Start of Excerpt

So why don’t people exercise more? I can’t speak for everyone, but I think their motivation plays a role. American culture, for example, values convenience and saving you work, which results in a lot of sloth. Few activities after high school require most Americans to burn calories.

I’ve been trying to pay attention to my thoughts while exercising for a while. I’d like to say exercise is pure fun like I remember ultimate frisbee being in college, but a lot of the time it’s hard. After often feels great. It’s weird that exhaustion — not normally an emotion you think of liking — ends up so important in what make exercise feel so good.

Normally I prefer not to write so much “I… I… I…” but I feel like these thoughts are mostly universal.

Before

I have two main ways I feel before exercising.

Inspired! — Rare but awesome

One is when I feel inspired, like when the weather is so beautiful I just want to run. Or something makes me feel like rowing. Then everything is effortless. I think about the cool breezes in Central Park if I’m going to run there. The people I’ll see. The colors of the leaves on the trees. How good I’ll feel afterward.

That’s rare, though those feelings sustain me other times when I don’t feel so inspired, knowing I’m capable of those feelings.

End of Excerpt
Start of Data shown

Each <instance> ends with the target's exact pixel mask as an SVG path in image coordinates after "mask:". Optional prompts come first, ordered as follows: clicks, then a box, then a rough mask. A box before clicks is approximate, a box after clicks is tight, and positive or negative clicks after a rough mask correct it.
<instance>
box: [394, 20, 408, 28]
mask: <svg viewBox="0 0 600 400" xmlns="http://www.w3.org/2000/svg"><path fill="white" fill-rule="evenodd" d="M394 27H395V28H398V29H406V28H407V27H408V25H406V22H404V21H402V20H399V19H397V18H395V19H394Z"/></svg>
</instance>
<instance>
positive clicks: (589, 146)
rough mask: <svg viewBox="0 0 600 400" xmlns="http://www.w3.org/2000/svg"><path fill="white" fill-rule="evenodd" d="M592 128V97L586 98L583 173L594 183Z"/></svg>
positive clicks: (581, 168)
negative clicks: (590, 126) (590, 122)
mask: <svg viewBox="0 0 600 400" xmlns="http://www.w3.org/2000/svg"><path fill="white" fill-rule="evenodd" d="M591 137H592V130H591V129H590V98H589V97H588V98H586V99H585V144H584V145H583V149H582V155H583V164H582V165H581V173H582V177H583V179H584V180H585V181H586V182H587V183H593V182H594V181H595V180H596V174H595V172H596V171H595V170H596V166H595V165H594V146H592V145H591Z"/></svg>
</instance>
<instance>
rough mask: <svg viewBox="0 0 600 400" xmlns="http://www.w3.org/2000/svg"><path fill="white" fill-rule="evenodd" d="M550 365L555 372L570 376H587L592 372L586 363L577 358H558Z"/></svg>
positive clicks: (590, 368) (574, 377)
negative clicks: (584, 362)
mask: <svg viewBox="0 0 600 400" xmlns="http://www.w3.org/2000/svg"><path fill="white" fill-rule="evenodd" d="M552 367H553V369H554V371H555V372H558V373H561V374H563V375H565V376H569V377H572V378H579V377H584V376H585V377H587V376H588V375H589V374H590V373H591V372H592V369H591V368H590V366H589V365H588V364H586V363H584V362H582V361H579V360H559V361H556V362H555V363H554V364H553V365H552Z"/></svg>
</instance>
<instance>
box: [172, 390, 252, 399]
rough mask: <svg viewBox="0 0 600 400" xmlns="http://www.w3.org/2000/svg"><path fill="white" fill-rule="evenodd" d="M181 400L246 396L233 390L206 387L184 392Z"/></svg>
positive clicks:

End of Data shown

- [Problems and tasks]
a: Answer these questions about the exercise excerpt, one line each:
(i) What does American culture value, according to the writer?
(ii) Which activity does the writer remember as pure fun in college?
(iii) Where are the cool breezes the writer pictures before a run?
b: Carry on the exercise excerpt from its final sentence, keeping the same first-person voice.

- [Answers to the exercises]
a:
(i) Convenience and saving you work.
(ii) Ultimate frisbee.
(iii) Central Park.

b:
More common: lazy but willing

Other times I feel a mix of laziness, not wanting to start exercising, anxiety at feeling bad if I don’t exercise, and some internal nagging to do it.

Rare: anxiety (or even foreboding for high level competition)

The period requires motivation to start. When I played sports this wasn’t a problem, except in high-level competitions. Sometimes I’d feel excited and want as much playing time as I could. Sometimes I’d feel foreboding and fear of failure.

I haven’t felt foreboding or even serious anxiety in a long time. As discouraging as those emotions sound, I miss situations like those. I still walked on the field despite those feelings. Whatever my fears, I had confidence in my abilities to rise to the level of competition. Sometimes I failed, but enough times I rose above to make it worth it. And, of course, for most of my career, I was steadily improving.

During

When I’m feeling inspired, exercise feels like flying, like freedom. I’m not saying it’s easy, but I enjoy it. I can’t help but think about running in Central Park on a beautiful spring day or throwing a Frisbee with friends (which, for ultimate players, is nothing like throwing a one on the beach or with a dog).

Things aren’t so rosy when I’m not inspired. My mind runs through one of several loops, all repetitive. These loops make up the bulk of what I think about while exercising, at least by time and what I associate with exercise. Luckily the feelings of exhaustion and appreciation of health and fitness afterward (see below) motivate me in times I’m not working out.

How much done, how much to go

I bet most people’s minds run through a pattern like this — how much have I done and how much do I have left to do.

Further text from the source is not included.